Work task: Which lines of the entries contain the string "exact"? Please find them and copy them.

*** Opening The data ***

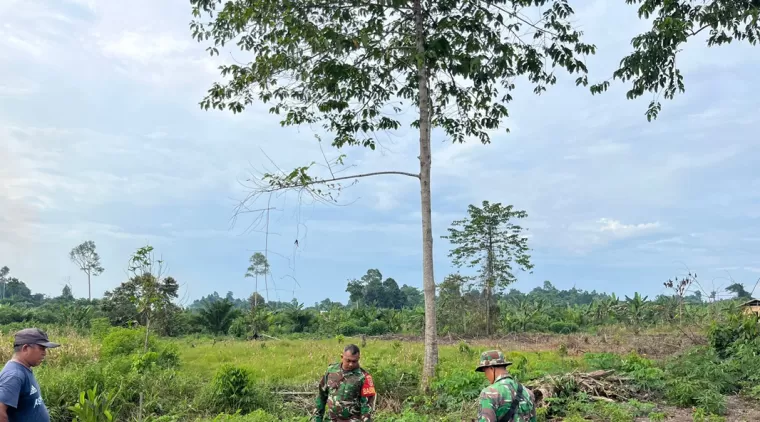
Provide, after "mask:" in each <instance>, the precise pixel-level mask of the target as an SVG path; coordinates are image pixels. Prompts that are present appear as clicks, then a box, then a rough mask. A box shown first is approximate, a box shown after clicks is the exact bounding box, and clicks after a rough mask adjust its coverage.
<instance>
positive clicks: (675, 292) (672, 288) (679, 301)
mask: <svg viewBox="0 0 760 422" xmlns="http://www.w3.org/2000/svg"><path fill="white" fill-rule="evenodd" d="M696 279H697V274H696V273H694V275H692V274H691V272H689V275H688V276H686V277H682V278H680V279H679V278H678V277H675V279H673V280H670V279H668V281H666V282H664V283H663V285H664V286H665V287H667V288H669V289H673V293H675V297H676V299H677V300H678V323H679V324H681V325H683V300H684V296H686V292H688V291H689V287H690V286H691V285H692V283H694V282H695V281H696Z"/></svg>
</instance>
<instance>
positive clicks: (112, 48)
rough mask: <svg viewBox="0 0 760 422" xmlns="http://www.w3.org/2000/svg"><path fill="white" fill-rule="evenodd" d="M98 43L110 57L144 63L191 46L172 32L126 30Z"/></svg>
mask: <svg viewBox="0 0 760 422" xmlns="http://www.w3.org/2000/svg"><path fill="white" fill-rule="evenodd" d="M98 44H99V45H100V47H101V48H102V49H103V52H104V53H105V54H106V56H108V57H114V58H117V59H121V60H132V61H136V62H138V63H140V64H143V65H145V64H148V63H150V62H152V61H161V60H164V59H166V58H167V57H171V56H175V55H178V54H181V53H183V52H186V51H187V50H188V49H189V48H190V46H191V44H190V42H188V41H185V40H181V39H178V38H177V37H176V36H175V35H174V34H172V33H166V32H164V33H149V32H146V31H124V32H122V33H120V34H119V35H118V36H117V37H115V38H113V39H110V40H101V41H99V42H98Z"/></svg>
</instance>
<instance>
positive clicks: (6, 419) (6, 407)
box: [0, 403, 8, 422]
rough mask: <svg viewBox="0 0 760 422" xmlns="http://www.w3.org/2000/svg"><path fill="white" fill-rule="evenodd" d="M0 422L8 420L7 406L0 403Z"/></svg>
mask: <svg viewBox="0 0 760 422" xmlns="http://www.w3.org/2000/svg"><path fill="white" fill-rule="evenodd" d="M0 422H8V406H7V405H6V404H5V403H0Z"/></svg>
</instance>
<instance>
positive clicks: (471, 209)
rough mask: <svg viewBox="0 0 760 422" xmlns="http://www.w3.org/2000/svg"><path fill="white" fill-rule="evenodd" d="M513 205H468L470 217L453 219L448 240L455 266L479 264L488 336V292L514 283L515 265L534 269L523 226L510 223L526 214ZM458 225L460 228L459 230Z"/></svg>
mask: <svg viewBox="0 0 760 422" xmlns="http://www.w3.org/2000/svg"><path fill="white" fill-rule="evenodd" d="M512 208H513V207H512V205H508V206H506V207H505V206H502V205H501V204H500V203H494V204H491V203H489V202H488V201H483V208H478V207H476V206H475V205H470V206H469V207H468V209H467V211H468V213H469V214H470V216H469V217H468V218H466V219H463V220H457V221H454V222H453V223H452V224H451V225H452V227H451V228H449V235H448V236H441V237H442V238H443V239H448V240H449V241H450V242H451V244H452V245H454V246H455V248H454V249H452V250H451V252H450V253H449V257H450V258H452V260H453V263H454V265H456V266H457V267H462V266H467V267H478V275H479V279H480V282H481V286H482V291H483V292H484V293H485V296H486V335H491V295H492V293H493V290H494V289H496V288H498V289H503V288H504V287H507V286H508V285H510V284H512V283H514V282H515V281H516V280H517V277H516V276H515V274H514V271H515V268H514V267H517V269H522V270H525V271H529V270H531V269H533V264H531V263H530V255H528V239H527V238H526V237H525V236H523V234H522V231H523V229H522V227H520V226H518V225H516V224H513V223H512V222H511V221H510V220H511V219H513V218H525V217H527V216H528V213H526V212H525V211H515V210H513V209H512ZM458 227H461V229H459V228H458Z"/></svg>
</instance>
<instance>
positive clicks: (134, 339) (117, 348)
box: [100, 327, 155, 358]
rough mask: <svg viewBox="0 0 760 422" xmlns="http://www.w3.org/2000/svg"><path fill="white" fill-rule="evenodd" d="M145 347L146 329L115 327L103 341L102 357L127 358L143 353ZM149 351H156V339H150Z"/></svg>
mask: <svg viewBox="0 0 760 422" xmlns="http://www.w3.org/2000/svg"><path fill="white" fill-rule="evenodd" d="M144 347H145V329H144V328H139V329H131V328H121V327H114V328H111V331H110V332H109V333H108V335H107V336H105V338H104V339H103V344H102V346H101V348H100V355H101V356H102V357H104V358H110V357H113V356H127V355H131V354H133V353H135V352H142V351H143V348H144ZM148 350H155V338H154V337H153V336H150V337H149V339H148Z"/></svg>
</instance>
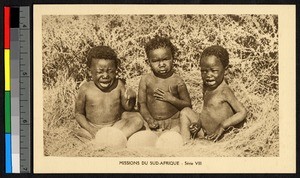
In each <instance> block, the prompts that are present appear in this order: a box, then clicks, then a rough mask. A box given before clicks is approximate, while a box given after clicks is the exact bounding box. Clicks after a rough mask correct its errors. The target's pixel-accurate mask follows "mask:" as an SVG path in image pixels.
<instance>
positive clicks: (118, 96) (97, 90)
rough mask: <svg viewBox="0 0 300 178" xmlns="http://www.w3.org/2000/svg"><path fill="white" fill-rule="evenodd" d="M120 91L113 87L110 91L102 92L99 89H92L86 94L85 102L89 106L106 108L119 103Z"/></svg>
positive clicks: (90, 106) (120, 94)
mask: <svg viewBox="0 0 300 178" xmlns="http://www.w3.org/2000/svg"><path fill="white" fill-rule="evenodd" d="M120 100H121V92H120V90H118V89H115V90H113V91H110V92H102V91H100V90H99V89H92V90H90V91H89V92H88V93H87V94H86V104H87V105H88V106H90V107H102V108H107V107H111V106H115V105H119V104H120Z"/></svg>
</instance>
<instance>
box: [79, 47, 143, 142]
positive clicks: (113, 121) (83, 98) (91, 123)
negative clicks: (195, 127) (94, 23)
mask: <svg viewBox="0 0 300 178" xmlns="http://www.w3.org/2000/svg"><path fill="white" fill-rule="evenodd" d="M87 60H88V61H87V65H88V67H89V68H90V71H91V74H92V81H89V82H86V83H84V84H82V85H81V86H80V88H79V94H78V97H77V100H76V108H75V113H76V116H75V117H76V120H77V122H78V123H79V125H80V126H81V129H80V130H79V131H78V134H79V135H80V136H82V137H85V138H87V139H92V138H93V137H94V136H95V134H96V132H97V131H98V130H99V129H101V128H103V127H105V126H113V127H116V128H118V129H120V130H121V131H123V133H124V134H125V136H126V137H127V138H128V137H129V136H130V135H132V134H133V133H135V132H136V131H138V130H140V129H141V128H142V126H143V120H142V117H141V115H140V114H139V113H138V112H126V111H131V110H132V109H133V108H134V105H135V100H136V93H135V92H134V91H133V90H131V89H125V86H124V83H123V82H122V81H121V80H118V79H117V78H116V74H117V67H118V64H119V62H118V61H119V60H118V58H117V55H116V53H115V52H114V50H112V49H111V48H110V47H108V46H98V47H94V48H92V49H91V50H90V51H89V53H88V57H87Z"/></svg>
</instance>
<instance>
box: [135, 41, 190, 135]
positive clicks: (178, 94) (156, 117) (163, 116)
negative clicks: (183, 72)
mask: <svg viewBox="0 0 300 178" xmlns="http://www.w3.org/2000/svg"><path fill="white" fill-rule="evenodd" d="M145 51H146V55H147V58H148V59H147V62H148V63H149V65H150V67H151V70H152V73H149V74H146V75H144V76H142V78H141V81H140V84H139V108H140V113H141V115H142V116H143V118H144V119H145V121H146V122H147V123H148V125H149V127H150V129H159V130H165V129H171V128H172V129H174V130H176V131H178V132H179V112H180V110H182V109H183V108H185V107H191V100H190V96H189V93H188V91H187V88H186V85H185V83H184V81H183V80H182V79H181V78H180V77H179V76H178V75H177V74H175V73H174V70H173V60H174V51H175V48H174V46H173V44H172V43H171V42H170V40H169V39H167V38H162V37H158V36H156V37H155V38H153V39H151V40H150V41H149V42H148V43H147V44H146V46H145Z"/></svg>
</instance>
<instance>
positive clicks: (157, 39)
mask: <svg viewBox="0 0 300 178" xmlns="http://www.w3.org/2000/svg"><path fill="white" fill-rule="evenodd" d="M159 48H169V49H170V50H171V53H172V57H173V58H174V54H175V49H176V48H175V46H174V45H173V44H172V43H171V41H170V39H169V38H166V37H160V36H155V37H154V38H152V39H150V41H148V43H146V45H145V51H146V55H147V57H149V53H150V51H151V50H155V49H159Z"/></svg>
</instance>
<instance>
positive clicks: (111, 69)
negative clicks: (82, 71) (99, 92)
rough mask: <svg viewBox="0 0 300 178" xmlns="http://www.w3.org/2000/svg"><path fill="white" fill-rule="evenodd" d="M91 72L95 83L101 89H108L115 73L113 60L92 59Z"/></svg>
mask: <svg viewBox="0 0 300 178" xmlns="http://www.w3.org/2000/svg"><path fill="white" fill-rule="evenodd" d="M91 73H92V78H93V81H94V83H95V85H96V86H97V87H98V88H100V89H101V90H107V89H109V88H110V87H111V86H112V84H113V82H114V80H115V78H116V75H117V67H116V64H115V61H113V60H106V59H95V58H94V59H92V63H91Z"/></svg>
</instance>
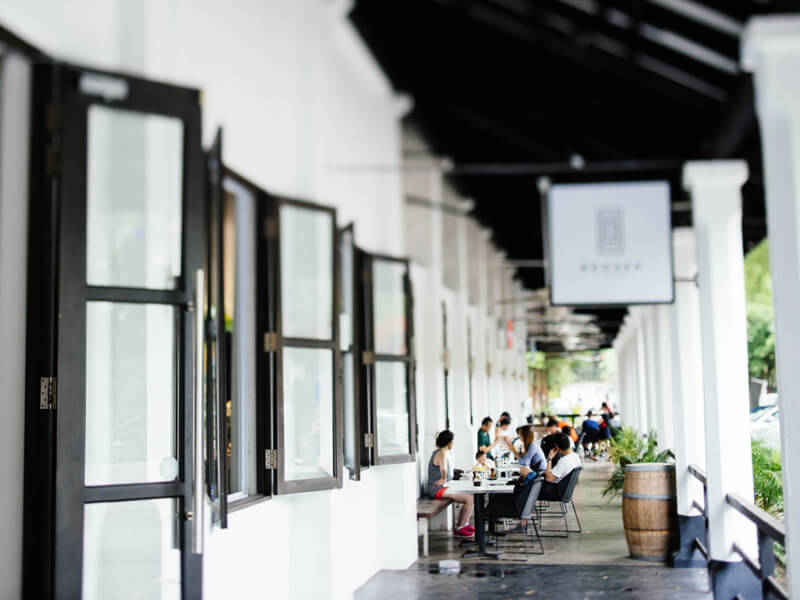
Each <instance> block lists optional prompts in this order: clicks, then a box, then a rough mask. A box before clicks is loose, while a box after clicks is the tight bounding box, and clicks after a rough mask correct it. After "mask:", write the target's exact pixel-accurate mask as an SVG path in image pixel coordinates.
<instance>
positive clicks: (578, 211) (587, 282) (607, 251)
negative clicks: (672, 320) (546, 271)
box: [547, 181, 674, 306]
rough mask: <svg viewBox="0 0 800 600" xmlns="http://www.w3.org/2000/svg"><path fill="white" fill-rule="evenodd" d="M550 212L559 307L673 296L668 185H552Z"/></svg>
mask: <svg viewBox="0 0 800 600" xmlns="http://www.w3.org/2000/svg"><path fill="white" fill-rule="evenodd" d="M547 213H548V218H547V221H548V227H549V230H548V236H549V245H548V259H549V269H550V273H549V275H550V294H551V301H552V303H553V304H555V305H569V306H581V305H583V306H599V305H626V304H664V303H670V302H672V301H673V292H674V286H673V272H672V239H671V238H672V235H671V230H672V225H671V213H670V189H669V184H668V183H667V182H665V181H644V182H624V183H590V184H559V185H553V187H552V188H551V189H550V193H549V195H548V201H547Z"/></svg>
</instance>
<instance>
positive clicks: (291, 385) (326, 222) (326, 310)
mask: <svg viewBox="0 0 800 600" xmlns="http://www.w3.org/2000/svg"><path fill="white" fill-rule="evenodd" d="M264 208H265V209H266V210H265V212H264V213H262V218H261V224H262V227H263V229H262V231H263V235H262V236H260V237H261V239H262V242H263V246H264V259H265V264H264V267H261V266H259V277H260V278H263V277H267V278H268V279H267V281H266V282H265V287H266V289H267V304H268V310H266V311H263V312H264V314H265V315H266V316H267V320H266V322H263V320H262V329H261V331H263V332H264V333H263V352H262V356H263V357H264V358H263V359H262V360H263V361H265V362H266V363H268V365H269V370H268V372H269V381H268V391H269V393H270V394H271V397H272V398H274V403H273V407H272V415H271V419H270V427H271V429H272V434H273V435H274V438H273V439H274V441H275V443H274V444H272V445H270V447H268V448H267V449H266V452H265V460H266V461H267V466H268V468H269V469H270V474H271V475H272V479H273V481H274V484H275V486H276V487H275V491H276V493H278V494H286V493H293V492H307V491H312V490H323V489H330V488H335V487H341V485H342V469H343V467H342V435H341V432H342V394H341V387H342V367H341V352H340V345H339V310H338V306H337V304H338V302H337V292H336V284H337V281H338V270H339V265H338V260H337V254H338V253H337V251H336V237H337V236H336V211H334V210H333V209H330V208H325V207H321V206H318V205H314V204H309V203H306V202H300V201H296V200H289V199H285V198H276V197H273V198H272V199H271V201H270V202H269V203H267V204H266V205H265V206H264Z"/></svg>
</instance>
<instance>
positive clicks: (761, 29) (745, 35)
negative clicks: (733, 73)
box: [741, 15, 800, 72]
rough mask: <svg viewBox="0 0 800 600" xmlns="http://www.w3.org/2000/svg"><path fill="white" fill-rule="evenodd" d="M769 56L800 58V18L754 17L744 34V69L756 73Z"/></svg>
mask: <svg viewBox="0 0 800 600" xmlns="http://www.w3.org/2000/svg"><path fill="white" fill-rule="evenodd" d="M767 54H794V55H795V56H797V57H798V58H800V16H798V15H771V16H765V17H753V18H752V19H750V20H749V21H748V22H747V25H746V26H745V28H744V32H743V33H742V51H741V56H742V68H743V69H744V70H745V71H751V72H752V71H755V70H757V69H758V68H759V66H761V64H762V61H763V59H764V57H765V55H767Z"/></svg>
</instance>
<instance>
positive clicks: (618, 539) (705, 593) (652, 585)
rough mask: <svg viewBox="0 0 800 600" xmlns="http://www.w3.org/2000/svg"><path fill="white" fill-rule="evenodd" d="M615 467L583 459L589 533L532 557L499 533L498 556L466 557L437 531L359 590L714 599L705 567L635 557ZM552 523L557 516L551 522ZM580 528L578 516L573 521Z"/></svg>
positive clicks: (518, 540) (393, 596)
mask: <svg viewBox="0 0 800 600" xmlns="http://www.w3.org/2000/svg"><path fill="white" fill-rule="evenodd" d="M610 469H611V466H610V465H609V464H608V463H604V462H598V463H594V462H589V461H586V462H585V464H584V470H583V472H582V473H581V479H580V482H579V484H578V487H577V488H576V492H575V504H576V506H577V508H578V513H579V515H580V518H581V521H582V524H583V533H580V534H577V533H572V534H570V536H569V537H568V538H545V539H543V544H544V554H543V555H530V556H529V557H528V558H527V559H526V557H525V555H524V553H523V551H522V549H521V537H520V536H519V535H515V536H511V537H507V538H502V537H501V538H499V540H500V541H499V547H498V550H503V551H504V552H505V554H504V555H503V556H502V558H501V559H499V560H497V561H487V559H485V558H484V559H462V558H461V554H462V553H463V552H464V550H465V549H466V548H464V547H462V545H461V542H462V541H461V540H460V539H457V538H453V536H452V535H451V534H450V533H448V532H431V538H430V557H429V558H427V559H423V558H420V559H419V561H417V563H416V564H415V565H414V566H413V567H412V568H411V569H408V570H404V571H382V572H381V573H379V574H378V575H376V576H375V577H373V578H372V579H371V580H370V581H369V582H368V583H367V585H365V586H364V587H363V588H361V590H359V592H358V593H357V594H356V598H358V599H359V600H371V599H373V598H376V599H377V598H381V599H390V598H408V599H427V598H431V599H434V598H435V599H436V600H440V599H442V598H480V599H484V598H486V599H494V598H498V599H504V598H529V597H530V598H534V599H535V598H554V599H557V600H568V599H572V598H575V599H583V598H646V599H647V600H658V599H662V598H664V599H671V598H676V599H677V598H680V599H694V598H710V594H708V576H707V574H706V571H705V570H698V569H692V570H687V569H680V570H679V569H671V568H668V567H666V566H665V565H662V564H658V563H655V564H654V563H645V562H641V561H636V560H632V559H630V558H628V549H627V546H626V543H625V534H624V531H623V528H622V513H621V501H620V500H619V499H616V500H612V501H611V502H608V501H607V500H606V499H605V498H603V497H602V496H601V490H602V488H603V486H604V485H605V481H606V479H607V477H608V474H609V472H610ZM549 522H551V523H552V525H553V526H555V525H556V523H557V522H558V520H557V519H552V521H549ZM570 524H571V526H573V527H574V526H575V522H574V520H572V518H571V520H570ZM446 558H447V559H456V560H459V561H460V562H461V568H462V572H461V574H460V575H458V576H452V575H451V576H448V575H440V574H439V573H438V567H437V564H438V562H439V561H440V560H442V559H446Z"/></svg>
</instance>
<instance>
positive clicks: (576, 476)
mask: <svg viewBox="0 0 800 600" xmlns="http://www.w3.org/2000/svg"><path fill="white" fill-rule="evenodd" d="M582 470H583V467H578V468H576V469H574V470H573V471H572V472H571V473H570V474H569V479H568V480H567V483H566V485H565V486H564V487H563V489H562V491H561V495H560V497H559V499H558V500H556V501H554V502H555V504H557V505H558V508H559V512H557V513H549V512H547V509H548V508H549V506H550V503H549V502H537V504H536V513H537V515H538V518H539V523H540V525H541V531H543V532H544V531H547V532H554V533H557V534H558V535H544V534H541V537H569V534H570V533H581V532H582V531H583V527H582V525H581V519H580V517H579V516H578V509H577V508H575V501H574V500H573V498H572V496H573V494H574V493H575V486H577V485H578V478H579V477H580V474H581V471H582ZM570 507H572V512H573V513H575V521H577V523H578V528H577V529H570V528H569V520H568V517H569V509H570ZM544 517H558V518H561V519H563V520H564V528H563V529H561V528H557V529H545V527H544V523H543V522H542V518H544ZM561 534H563V535H561Z"/></svg>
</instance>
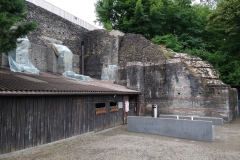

*** Closing The data ***

Exercise response:
Provide, after "mask:" in each <instance>, the precise pixel-level mask of the target as an SVG path; coordinates are image pixels. Prompts that are present appear as clicks, then a box, then a rough mask. A box shown first is approximate, a box shown after clicks is the exact bounding box, and clicks after a rough mask adjust its coverage.
In each <instance> block, the prompts that are present appear in this order: a box, then clicks, then a rough mask. A box given before clicks is approximate, while a box given after clicks is the exact bounding box. Clicks after a rough mask correct its errors. The target's pixel-accurate mask follows "mask:" as an SVG path in image pixels.
Each <instance> block lists optional prompts in this order: clicks, then a box, then a rough mask. A box before clicks is loose, while a box after clicks is the tight bounding box, and clicks after a rough mask correct it. After "mask:", write the target's exact pixel-accurate mask as an SVG path in image pixel coordinates.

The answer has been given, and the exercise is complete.